Transcribed word for word, the lines below from the one with "yellow tulip in the photo above." through the last line of the records form the answer; no picture is to be included.

Material for this exercise Start Marker

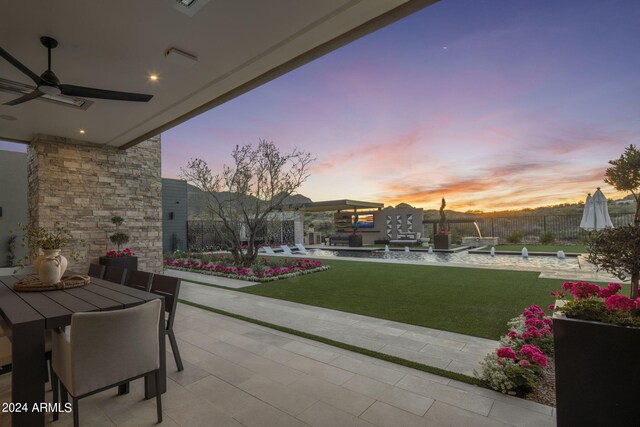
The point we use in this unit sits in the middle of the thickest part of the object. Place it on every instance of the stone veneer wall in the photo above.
(83, 185)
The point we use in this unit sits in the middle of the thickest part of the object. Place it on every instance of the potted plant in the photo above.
(125, 258)
(596, 346)
(45, 248)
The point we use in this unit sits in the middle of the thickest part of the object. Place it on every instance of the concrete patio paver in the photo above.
(236, 387)
(441, 349)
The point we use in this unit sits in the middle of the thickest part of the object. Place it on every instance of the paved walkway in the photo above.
(240, 374)
(441, 349)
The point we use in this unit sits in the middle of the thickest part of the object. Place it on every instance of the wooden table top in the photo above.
(55, 308)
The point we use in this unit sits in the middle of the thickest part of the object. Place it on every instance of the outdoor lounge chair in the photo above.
(268, 250)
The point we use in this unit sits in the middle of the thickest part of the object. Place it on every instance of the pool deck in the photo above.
(587, 271)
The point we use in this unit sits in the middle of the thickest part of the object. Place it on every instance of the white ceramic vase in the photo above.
(50, 266)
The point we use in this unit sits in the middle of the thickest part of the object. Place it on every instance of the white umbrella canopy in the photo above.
(596, 213)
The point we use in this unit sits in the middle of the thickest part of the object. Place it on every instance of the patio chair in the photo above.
(97, 270)
(6, 359)
(268, 250)
(116, 274)
(169, 288)
(106, 349)
(140, 280)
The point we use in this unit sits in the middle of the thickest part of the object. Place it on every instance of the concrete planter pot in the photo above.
(596, 373)
(442, 241)
(129, 262)
(355, 241)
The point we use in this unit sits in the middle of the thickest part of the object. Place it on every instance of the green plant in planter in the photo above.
(11, 250)
(118, 238)
(617, 251)
(595, 303)
(40, 238)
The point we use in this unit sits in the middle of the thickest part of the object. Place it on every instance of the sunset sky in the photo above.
(491, 104)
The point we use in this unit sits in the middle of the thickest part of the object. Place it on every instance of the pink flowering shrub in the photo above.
(603, 304)
(264, 269)
(524, 352)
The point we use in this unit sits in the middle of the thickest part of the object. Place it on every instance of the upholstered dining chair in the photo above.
(169, 288)
(106, 349)
(140, 280)
(96, 270)
(116, 274)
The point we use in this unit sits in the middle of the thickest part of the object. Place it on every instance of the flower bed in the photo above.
(516, 367)
(264, 270)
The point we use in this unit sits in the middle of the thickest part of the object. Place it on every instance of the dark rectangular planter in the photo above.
(129, 262)
(355, 241)
(442, 241)
(597, 373)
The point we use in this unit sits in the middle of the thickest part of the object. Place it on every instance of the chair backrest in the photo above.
(111, 346)
(169, 288)
(96, 270)
(286, 249)
(140, 280)
(115, 274)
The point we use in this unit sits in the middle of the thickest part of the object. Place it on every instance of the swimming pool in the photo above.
(531, 263)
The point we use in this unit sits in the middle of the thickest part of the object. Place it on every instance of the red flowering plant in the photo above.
(595, 303)
(263, 270)
(517, 365)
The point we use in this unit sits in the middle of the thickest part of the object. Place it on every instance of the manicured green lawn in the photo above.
(543, 248)
(475, 302)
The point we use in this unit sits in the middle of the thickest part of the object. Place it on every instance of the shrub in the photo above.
(547, 237)
(523, 354)
(515, 237)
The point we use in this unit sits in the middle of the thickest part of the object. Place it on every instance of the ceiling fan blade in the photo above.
(89, 92)
(20, 66)
(28, 97)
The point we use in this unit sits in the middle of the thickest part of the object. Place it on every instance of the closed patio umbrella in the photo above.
(596, 213)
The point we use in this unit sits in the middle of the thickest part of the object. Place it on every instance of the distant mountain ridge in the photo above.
(197, 201)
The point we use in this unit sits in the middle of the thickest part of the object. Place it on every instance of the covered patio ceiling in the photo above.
(117, 45)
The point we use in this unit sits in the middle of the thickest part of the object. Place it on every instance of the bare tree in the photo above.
(243, 195)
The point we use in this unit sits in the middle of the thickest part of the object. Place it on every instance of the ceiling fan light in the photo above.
(49, 90)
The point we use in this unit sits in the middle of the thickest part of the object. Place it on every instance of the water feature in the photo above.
(530, 263)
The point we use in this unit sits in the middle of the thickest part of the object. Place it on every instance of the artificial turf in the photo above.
(543, 248)
(470, 301)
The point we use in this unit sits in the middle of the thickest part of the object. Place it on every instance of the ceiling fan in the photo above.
(48, 83)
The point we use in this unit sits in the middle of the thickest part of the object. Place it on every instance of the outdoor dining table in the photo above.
(28, 315)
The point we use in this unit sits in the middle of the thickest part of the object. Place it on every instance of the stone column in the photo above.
(82, 185)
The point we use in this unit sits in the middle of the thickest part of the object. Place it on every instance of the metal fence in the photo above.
(564, 227)
(209, 235)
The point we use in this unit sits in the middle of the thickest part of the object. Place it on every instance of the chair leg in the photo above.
(174, 348)
(158, 396)
(64, 396)
(123, 389)
(54, 387)
(76, 415)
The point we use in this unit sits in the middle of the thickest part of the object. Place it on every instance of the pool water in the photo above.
(533, 262)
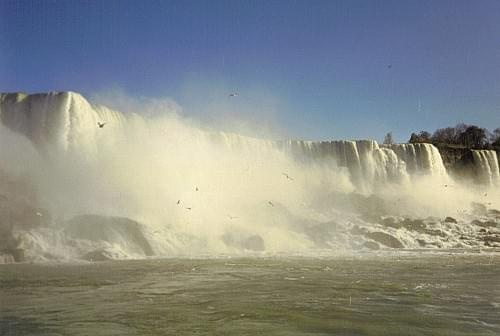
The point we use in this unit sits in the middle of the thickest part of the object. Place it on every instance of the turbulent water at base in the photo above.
(369, 295)
(139, 187)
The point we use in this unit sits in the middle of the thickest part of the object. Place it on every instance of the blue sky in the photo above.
(311, 69)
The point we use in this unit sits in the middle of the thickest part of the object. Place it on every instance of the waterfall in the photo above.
(486, 166)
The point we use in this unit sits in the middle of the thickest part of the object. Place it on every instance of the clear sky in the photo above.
(315, 69)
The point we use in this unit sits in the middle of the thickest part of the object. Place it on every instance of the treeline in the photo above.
(469, 136)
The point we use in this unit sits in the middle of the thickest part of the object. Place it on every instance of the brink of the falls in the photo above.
(140, 187)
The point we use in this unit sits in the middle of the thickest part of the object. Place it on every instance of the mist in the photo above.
(192, 189)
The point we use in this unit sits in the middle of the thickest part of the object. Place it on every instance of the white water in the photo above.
(195, 191)
(486, 163)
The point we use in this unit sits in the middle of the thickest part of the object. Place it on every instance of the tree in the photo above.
(388, 140)
(423, 136)
(446, 135)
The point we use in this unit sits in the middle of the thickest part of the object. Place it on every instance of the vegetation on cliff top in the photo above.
(462, 135)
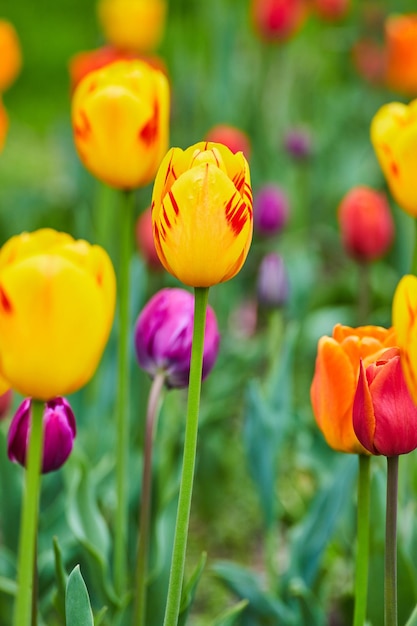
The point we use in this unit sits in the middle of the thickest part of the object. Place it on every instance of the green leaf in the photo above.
(189, 590)
(228, 618)
(77, 602)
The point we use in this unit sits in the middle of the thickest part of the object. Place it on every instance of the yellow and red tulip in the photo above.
(57, 300)
(394, 137)
(202, 213)
(135, 25)
(120, 117)
(336, 377)
(384, 415)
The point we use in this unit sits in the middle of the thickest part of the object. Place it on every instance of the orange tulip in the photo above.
(401, 50)
(120, 117)
(336, 377)
(10, 55)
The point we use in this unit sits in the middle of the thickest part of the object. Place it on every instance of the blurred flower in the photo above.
(272, 285)
(401, 49)
(202, 213)
(120, 117)
(164, 334)
(369, 59)
(5, 403)
(366, 223)
(297, 143)
(336, 377)
(270, 210)
(57, 300)
(136, 25)
(278, 20)
(394, 137)
(404, 318)
(87, 61)
(384, 415)
(10, 55)
(59, 430)
(144, 240)
(234, 138)
(331, 10)
(4, 123)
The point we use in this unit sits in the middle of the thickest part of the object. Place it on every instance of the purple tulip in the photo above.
(270, 210)
(272, 281)
(164, 333)
(59, 430)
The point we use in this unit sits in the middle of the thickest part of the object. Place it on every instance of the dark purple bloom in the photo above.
(59, 430)
(270, 210)
(164, 333)
(272, 284)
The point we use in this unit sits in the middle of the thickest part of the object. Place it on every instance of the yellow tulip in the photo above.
(404, 317)
(57, 300)
(202, 213)
(120, 117)
(394, 137)
(134, 25)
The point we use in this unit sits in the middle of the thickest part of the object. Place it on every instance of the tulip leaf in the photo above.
(189, 590)
(77, 602)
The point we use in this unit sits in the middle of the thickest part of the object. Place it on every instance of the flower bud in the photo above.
(59, 430)
(234, 138)
(271, 209)
(272, 284)
(366, 223)
(164, 334)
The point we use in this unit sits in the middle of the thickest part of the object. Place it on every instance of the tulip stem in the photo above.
(190, 446)
(123, 388)
(29, 520)
(146, 498)
(390, 607)
(362, 555)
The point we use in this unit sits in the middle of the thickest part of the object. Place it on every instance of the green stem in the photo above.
(146, 499)
(362, 555)
(187, 476)
(122, 426)
(391, 612)
(29, 520)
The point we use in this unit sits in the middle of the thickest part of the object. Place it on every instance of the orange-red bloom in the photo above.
(10, 55)
(336, 376)
(366, 223)
(384, 415)
(401, 50)
(278, 20)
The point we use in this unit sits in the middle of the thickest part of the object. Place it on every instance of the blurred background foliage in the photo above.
(273, 506)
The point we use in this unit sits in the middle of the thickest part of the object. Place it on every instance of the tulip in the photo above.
(404, 318)
(10, 55)
(401, 51)
(366, 223)
(202, 213)
(145, 242)
(270, 210)
(134, 25)
(278, 20)
(120, 117)
(59, 433)
(394, 137)
(57, 300)
(164, 334)
(336, 376)
(272, 285)
(234, 138)
(384, 415)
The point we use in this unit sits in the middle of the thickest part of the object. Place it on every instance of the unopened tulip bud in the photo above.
(271, 209)
(59, 430)
(164, 334)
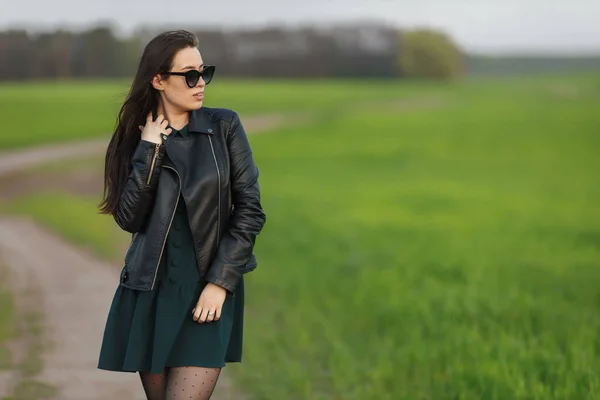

Material for this exercise End Marker

• **Your solution**:
The point we use in this unit sits in the middle of the thickest part of the object. Place it on every instance of the yellow tulip in the photo above.
(404, 317)
(57, 300)
(202, 213)
(120, 117)
(394, 137)
(134, 25)
The point we use in this unit sits in the middle of the thickest part of the object. Place it on every instance of the tulip leaf in the photo above.
(189, 590)
(77, 602)
The point we use in this unit sits in the middle of the thickest part of the object. Place it on every instance of the flower bud in the photo above.
(59, 430)
(234, 138)
(271, 209)
(272, 284)
(366, 223)
(164, 334)
The point we use in this unit sits in the middle of the thickest part of the object. Place it on every instance of the tulip stem in the photo above.
(190, 446)
(123, 388)
(29, 520)
(146, 498)
(390, 607)
(362, 555)
The point we use in this unit sits in the middle of the thickest part of the object. Place it on every instance of the green stem in the photo above.
(146, 499)
(362, 555)
(187, 476)
(122, 426)
(391, 612)
(29, 520)
The point we use in this unit sits in the middle of the thickest part of the object. Place it on every instance of the orange-red bloom in the photo above.
(10, 55)
(336, 376)
(366, 223)
(384, 415)
(401, 50)
(278, 20)
The point we use in this unit sits in the middle of the thickest part of the object. Place it on every instance of the blurred background foliage in the photo above.
(273, 506)
The point we use in this unit sits in the middle of the thickest part of the object. Place it on every instance of the tulip in the photo above.
(404, 318)
(10, 55)
(401, 51)
(366, 223)
(202, 213)
(145, 242)
(270, 210)
(134, 25)
(278, 20)
(120, 117)
(59, 433)
(394, 137)
(57, 300)
(164, 334)
(336, 376)
(272, 285)
(234, 138)
(384, 415)
The point we use in this unit sits in the middle of the thickest part of the object. Place it on every instance of the unopened tulip bud in the photo above.
(271, 209)
(59, 430)
(164, 334)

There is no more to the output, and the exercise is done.